Record set: Begin
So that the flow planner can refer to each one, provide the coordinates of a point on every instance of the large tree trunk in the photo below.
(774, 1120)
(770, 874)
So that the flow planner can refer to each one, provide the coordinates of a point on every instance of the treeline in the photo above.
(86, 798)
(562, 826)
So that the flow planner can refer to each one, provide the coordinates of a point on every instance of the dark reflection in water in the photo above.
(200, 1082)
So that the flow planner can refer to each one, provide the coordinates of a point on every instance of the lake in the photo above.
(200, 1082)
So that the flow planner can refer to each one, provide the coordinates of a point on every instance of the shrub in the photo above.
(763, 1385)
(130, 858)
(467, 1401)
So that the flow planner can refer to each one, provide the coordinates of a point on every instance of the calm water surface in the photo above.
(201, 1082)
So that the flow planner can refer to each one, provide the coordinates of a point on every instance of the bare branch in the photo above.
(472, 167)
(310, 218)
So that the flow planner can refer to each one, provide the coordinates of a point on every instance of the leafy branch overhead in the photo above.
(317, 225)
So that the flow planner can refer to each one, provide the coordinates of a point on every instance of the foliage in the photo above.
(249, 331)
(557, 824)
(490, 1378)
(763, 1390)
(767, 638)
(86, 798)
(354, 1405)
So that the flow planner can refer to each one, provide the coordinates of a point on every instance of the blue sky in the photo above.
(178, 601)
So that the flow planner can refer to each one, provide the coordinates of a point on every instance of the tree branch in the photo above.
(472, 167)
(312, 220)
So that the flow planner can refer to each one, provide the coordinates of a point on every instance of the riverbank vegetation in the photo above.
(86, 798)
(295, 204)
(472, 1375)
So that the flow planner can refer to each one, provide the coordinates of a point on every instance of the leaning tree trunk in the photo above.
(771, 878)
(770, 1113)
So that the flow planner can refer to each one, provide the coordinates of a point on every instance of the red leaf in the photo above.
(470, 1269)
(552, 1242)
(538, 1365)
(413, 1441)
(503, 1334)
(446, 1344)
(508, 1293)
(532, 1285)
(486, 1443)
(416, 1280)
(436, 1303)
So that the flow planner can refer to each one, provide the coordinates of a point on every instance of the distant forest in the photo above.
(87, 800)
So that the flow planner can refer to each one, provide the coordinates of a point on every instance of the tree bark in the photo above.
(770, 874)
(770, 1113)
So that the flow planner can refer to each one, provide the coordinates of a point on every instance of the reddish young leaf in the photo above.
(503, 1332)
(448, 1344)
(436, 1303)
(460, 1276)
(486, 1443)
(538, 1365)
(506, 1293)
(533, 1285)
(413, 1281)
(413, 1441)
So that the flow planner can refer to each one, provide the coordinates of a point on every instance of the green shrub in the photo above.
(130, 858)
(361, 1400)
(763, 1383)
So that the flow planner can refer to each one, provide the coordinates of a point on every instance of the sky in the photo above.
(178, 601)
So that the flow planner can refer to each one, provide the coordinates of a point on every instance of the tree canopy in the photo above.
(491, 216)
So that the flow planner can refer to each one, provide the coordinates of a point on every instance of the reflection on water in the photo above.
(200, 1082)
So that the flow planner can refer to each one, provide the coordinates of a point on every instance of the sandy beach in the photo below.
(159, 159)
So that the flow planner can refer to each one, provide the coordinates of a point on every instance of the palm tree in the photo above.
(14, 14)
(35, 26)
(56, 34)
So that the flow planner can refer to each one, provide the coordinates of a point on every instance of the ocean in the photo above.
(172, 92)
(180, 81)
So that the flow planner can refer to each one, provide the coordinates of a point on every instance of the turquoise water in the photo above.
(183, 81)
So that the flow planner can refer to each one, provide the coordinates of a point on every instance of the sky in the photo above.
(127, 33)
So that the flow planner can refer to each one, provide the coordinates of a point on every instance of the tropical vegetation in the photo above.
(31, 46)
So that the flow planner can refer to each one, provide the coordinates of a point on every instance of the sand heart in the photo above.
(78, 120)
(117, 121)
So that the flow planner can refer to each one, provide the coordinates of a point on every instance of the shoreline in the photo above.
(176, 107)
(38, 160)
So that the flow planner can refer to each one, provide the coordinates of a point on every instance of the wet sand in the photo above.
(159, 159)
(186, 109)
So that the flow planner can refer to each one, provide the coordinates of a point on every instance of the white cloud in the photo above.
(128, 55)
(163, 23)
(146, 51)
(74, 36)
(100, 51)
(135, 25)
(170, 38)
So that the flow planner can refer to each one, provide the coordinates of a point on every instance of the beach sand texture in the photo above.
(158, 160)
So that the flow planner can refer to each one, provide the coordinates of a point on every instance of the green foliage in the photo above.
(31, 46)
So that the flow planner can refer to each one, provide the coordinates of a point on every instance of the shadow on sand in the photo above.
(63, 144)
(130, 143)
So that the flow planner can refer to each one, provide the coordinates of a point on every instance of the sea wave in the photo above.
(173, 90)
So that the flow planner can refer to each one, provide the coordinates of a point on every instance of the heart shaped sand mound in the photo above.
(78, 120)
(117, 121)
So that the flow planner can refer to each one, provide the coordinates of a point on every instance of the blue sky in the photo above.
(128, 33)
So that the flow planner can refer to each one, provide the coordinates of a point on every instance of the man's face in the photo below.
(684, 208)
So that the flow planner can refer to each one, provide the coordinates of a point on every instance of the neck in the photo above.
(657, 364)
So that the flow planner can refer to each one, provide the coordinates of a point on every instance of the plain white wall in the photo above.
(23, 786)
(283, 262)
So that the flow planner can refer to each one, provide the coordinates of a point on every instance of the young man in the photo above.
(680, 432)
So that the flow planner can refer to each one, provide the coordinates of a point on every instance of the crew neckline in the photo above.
Record set: End
(Task to complete):
Each record above should be set down again in its exact wording.

(The answer):
So that the flow planner can refer to each one, provide the coordinates of a point on every instance of the large tree trunk in the photo below.
(774, 1120)
(770, 874)
So that the flow planner can refer to each one, provide the coordinates of a point on every instance of the treeline in the photo above.
(86, 798)
(562, 826)
So that the flow planner can refer to each one, provide the coordinates of a point on every instance of the dark reflection in water in the photo above.
(200, 1082)
So that the flow planner can refer to each one, provide the coordinates of a point on every instance of the lake in the photo above.
(200, 1082)
So that the flow planner can refer to each one, provide the coordinates of a point on every instance of the shrub in the photo above.
(763, 1385)
(130, 858)
(467, 1401)
So that the flow planner can refer to each one, provide the coordinates of a point on every instance of the calm water surface in the photo above.
(201, 1082)
So that the flow planner can refer to each one, provide the coordinates of a point on every instance of the bare branch in the photo above.
(472, 167)
(310, 218)
So that the flow planner can refer to each one, provide the coordinates of a point on every instance of the leafy branch overhead in the photo above.
(317, 225)
So that the flow planner can refer to each one, provide the coordinates of a point on every instance of the foliage in the photo above.
(249, 331)
(557, 824)
(490, 1378)
(763, 1390)
(767, 638)
(86, 798)
(354, 1405)
So that the flow planner can refer to each one, provide the coordinates of a point on every instance of the blue sky in the photo above.
(178, 601)
So that the flow planner can refer to each one, provide the coordinates of a point on every instance of the tree branch in the photo above.
(472, 167)
(312, 220)
So that the flow planner can refer to each one, provide the coordinates of a point on every instance of the riverbank vegetation in the photo above.
(86, 798)
(295, 204)
(472, 1375)
So that the flow planner can refer to each one, provide the coordinates of a point on every instance of the leaning tree trunk in the photo above.
(771, 878)
(770, 1113)
So that the flow planner can refer to each one, provide the coordinates of a point on every instance of the red leaf in the photo above.
(470, 1269)
(552, 1242)
(538, 1365)
(413, 1441)
(503, 1334)
(446, 1344)
(508, 1293)
(532, 1285)
(486, 1443)
(416, 1280)
(436, 1303)
So that the flow planner can refer to each one, provide the coordinates of a point on every instance of the distant forest in the photo above.
(87, 800)
So that the flow planner can refer to each one, provide the coordinates of a point on every instance of the tree bark in the photo above.
(770, 874)
(770, 1113)
So that the flow planner can refer to each one, provide the coordinates of a point on every instance of the reddish young leaf in the photo above.
(503, 1332)
(448, 1344)
(436, 1303)
(460, 1276)
(486, 1443)
(538, 1365)
(506, 1293)
(533, 1285)
(413, 1281)
(413, 1441)
So that the flow planner can refer to each one, provide the coordinates of a point on every instance of the green shrub in the photo above.
(130, 858)
(361, 1400)
(763, 1383)
So that the flow planner can refer to each one, provide the coordinates of a point on every instance of the sky in the photo above.
(178, 601)
So that the flow planner can refer to each one, provide the coordinates of a point on every instance of the tree canopy in the photo above.
(491, 216)
So that the flow planner can refer to each one, provide the coordinates of a point on every instance of the reflection on water in the photo above.
(200, 1082)
So that the flow planner can refer to each one, provide the coordinates of a point on every instance of the sandy beach in the photo below.
(159, 159)
So that the flow planner can refer to each one, provide the coordinates of a point on every instance of the palm tree in the photo above.
(14, 14)
(35, 26)
(56, 34)
So that the flow planner can refer to each one, provide the coordinates of a point on every instance of the ocean in the photo above.
(172, 92)
(180, 81)
So that the flow planner can refer to each one, provide the coordinates of a point on every instance of the turquoise water in the photo above.
(183, 81)
So that the flow planner can refer to each one, provide the coordinates of a point on every instance of the sky in the photo above.
(127, 33)
So that the flow planner can refer to each one, provide the coordinates of a point on every instance of the tropical vegetation in the photo above.
(31, 46)
So that the flow planner can refer to each one, provide the coordinates of a point on every instance of the sand heart in the photo above.
(78, 120)
(117, 121)
So that the flow planner can refer to each one, provide the coordinates of a point on every instance of the shoreline in the photo above.
(176, 107)
(38, 160)
So that the flow planner can refer to each one, provide the coordinates of a point on every instance of the wet sand in the photo above.
(159, 159)
(186, 109)
So that the flow planner can refer to each one, provide the coordinates of a point on every instance of the white cloud in the photo above.
(128, 55)
(163, 23)
(146, 51)
(74, 36)
(100, 51)
(135, 25)
(170, 38)
So that the flow planner can refer to each one, provide the coordinates of a point on every instance of the beach sand texture in the photo above.
(158, 160)
So that the flow planner can refer to each one, provide the coordinates of a point on every instance of the green foliage in the photo above.
(31, 46)
So that the flow planner can refer to each one, provide the coordinates of a point on every instance of the shadow on sand in the photo above.
(63, 144)
(130, 143)
So that the flow planner can refer to each one, provide the coordinates of a point on every instance of the sea wave in the photo above.
(173, 90)
So that the flow planner can refer to each one, provide the coordinates of a point on every instance of the heart shaped sand mound in the photo above.
(78, 120)
(117, 121)
So that the flow planner can refer to each one, provide the coordinates of a point on every instance of the blue sky in the photo above.
(128, 33)
So that the flow planner can refer to each one, provide the coordinates of a point on every instance of the man's face in the photo below.
(684, 208)
So that the flow planner can refer to each one, provide the coordinates of a point on every instance of the neck in the photo above.
(657, 364)
So that the flow planner can refer to each one, provide the coordinates of a point on every instance of the plain white wall in the photo above.
(23, 786)
(283, 262)
So that the flow planner can refer to each one, provide the coordinates of a point on every instance of the young man in the photo above.
(680, 432)
So that the flow planner can refer to each one, provide the coordinates of a point on every instance of the crew neckline in the photo above.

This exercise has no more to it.